[Start of section]

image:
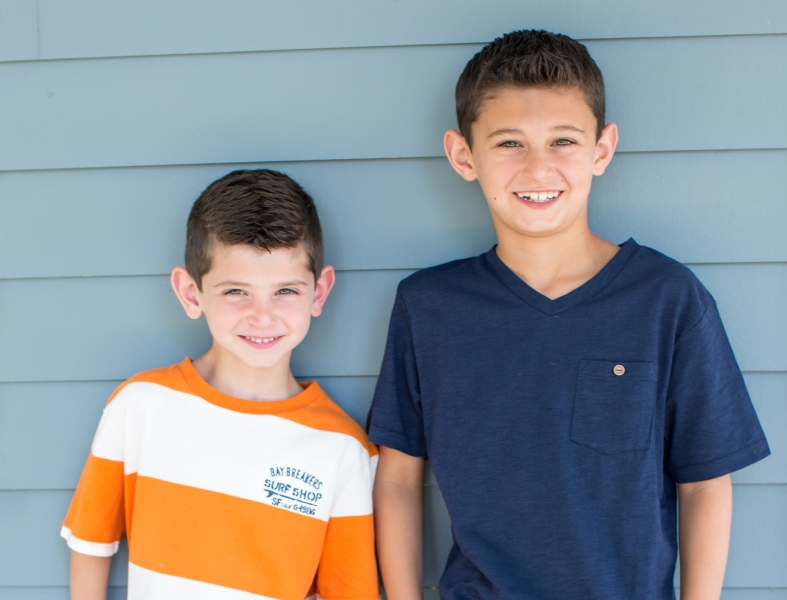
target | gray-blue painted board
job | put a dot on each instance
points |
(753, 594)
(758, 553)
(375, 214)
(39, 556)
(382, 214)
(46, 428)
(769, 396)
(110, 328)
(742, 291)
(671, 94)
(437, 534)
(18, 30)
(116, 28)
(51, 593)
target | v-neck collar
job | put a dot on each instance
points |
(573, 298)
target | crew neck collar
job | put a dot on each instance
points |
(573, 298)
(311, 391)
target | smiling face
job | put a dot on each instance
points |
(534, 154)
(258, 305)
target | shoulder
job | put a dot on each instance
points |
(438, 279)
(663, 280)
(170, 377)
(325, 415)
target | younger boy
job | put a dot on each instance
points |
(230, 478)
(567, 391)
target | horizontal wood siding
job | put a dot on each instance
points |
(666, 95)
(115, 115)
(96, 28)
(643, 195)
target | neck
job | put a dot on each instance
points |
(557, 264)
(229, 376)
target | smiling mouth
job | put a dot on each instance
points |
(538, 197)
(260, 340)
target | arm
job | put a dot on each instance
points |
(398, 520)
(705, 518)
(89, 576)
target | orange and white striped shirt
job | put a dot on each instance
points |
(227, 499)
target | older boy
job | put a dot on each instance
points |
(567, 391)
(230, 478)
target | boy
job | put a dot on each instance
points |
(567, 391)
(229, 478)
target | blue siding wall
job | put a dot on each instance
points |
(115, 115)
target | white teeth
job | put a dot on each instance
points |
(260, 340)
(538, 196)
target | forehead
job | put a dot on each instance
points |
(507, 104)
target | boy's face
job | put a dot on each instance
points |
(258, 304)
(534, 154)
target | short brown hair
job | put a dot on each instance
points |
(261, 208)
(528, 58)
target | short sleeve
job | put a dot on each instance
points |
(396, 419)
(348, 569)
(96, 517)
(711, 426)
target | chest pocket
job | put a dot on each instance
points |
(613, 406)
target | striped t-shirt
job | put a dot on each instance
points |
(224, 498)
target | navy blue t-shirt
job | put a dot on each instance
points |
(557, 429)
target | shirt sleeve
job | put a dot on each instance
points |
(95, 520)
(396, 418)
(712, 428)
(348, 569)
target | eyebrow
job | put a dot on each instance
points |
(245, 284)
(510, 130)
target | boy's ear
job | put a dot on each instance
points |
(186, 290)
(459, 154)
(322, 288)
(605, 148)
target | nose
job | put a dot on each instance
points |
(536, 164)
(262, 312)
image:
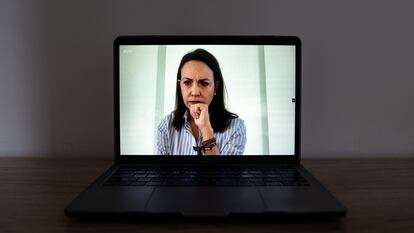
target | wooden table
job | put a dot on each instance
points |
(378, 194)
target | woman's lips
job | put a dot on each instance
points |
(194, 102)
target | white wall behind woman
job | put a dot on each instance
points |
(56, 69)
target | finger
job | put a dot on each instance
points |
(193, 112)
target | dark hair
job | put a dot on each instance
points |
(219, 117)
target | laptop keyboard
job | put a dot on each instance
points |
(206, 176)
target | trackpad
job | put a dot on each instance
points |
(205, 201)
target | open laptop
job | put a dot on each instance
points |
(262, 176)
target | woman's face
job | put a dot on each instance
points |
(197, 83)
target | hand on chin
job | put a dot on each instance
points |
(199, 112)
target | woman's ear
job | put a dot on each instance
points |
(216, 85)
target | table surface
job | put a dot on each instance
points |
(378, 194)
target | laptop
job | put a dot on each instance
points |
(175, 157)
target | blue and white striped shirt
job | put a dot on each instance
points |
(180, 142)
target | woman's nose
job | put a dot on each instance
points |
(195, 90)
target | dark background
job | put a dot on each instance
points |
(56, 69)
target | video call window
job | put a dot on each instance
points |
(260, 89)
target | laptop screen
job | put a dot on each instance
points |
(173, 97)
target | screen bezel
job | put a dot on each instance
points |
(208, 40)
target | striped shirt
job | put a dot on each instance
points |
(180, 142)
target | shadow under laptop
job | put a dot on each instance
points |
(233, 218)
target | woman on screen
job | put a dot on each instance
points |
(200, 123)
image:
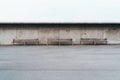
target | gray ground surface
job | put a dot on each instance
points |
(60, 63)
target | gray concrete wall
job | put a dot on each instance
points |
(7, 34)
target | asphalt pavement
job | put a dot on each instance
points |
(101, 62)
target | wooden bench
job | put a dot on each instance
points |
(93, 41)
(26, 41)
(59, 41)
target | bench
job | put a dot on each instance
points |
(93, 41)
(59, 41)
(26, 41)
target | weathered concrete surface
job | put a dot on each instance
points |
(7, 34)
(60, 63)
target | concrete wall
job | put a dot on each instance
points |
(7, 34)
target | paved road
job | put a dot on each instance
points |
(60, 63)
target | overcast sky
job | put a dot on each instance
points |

[End of section]
[Start of section]

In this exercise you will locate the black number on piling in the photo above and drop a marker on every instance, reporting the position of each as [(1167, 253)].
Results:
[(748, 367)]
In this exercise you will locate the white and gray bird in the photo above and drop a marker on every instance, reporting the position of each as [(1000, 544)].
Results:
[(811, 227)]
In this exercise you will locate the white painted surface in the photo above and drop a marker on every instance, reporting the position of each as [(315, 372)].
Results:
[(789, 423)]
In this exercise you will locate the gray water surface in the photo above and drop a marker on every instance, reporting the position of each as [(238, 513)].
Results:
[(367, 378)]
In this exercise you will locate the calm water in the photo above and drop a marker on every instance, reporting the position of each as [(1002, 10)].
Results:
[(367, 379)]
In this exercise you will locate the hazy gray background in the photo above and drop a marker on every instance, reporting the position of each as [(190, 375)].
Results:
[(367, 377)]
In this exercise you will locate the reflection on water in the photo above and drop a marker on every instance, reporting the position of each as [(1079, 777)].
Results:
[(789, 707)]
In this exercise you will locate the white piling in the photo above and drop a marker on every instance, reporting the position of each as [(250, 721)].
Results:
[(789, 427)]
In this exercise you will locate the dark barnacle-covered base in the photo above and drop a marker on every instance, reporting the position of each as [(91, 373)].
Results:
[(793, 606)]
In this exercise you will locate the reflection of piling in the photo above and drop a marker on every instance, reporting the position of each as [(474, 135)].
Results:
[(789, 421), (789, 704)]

[End of section]

Aim of the task: Select every line above that contains the word "wall", and copy it.

Result of this task:
target | blue siding wall
target | white wall behind woman
target | gray concrete wall
target | concrete wall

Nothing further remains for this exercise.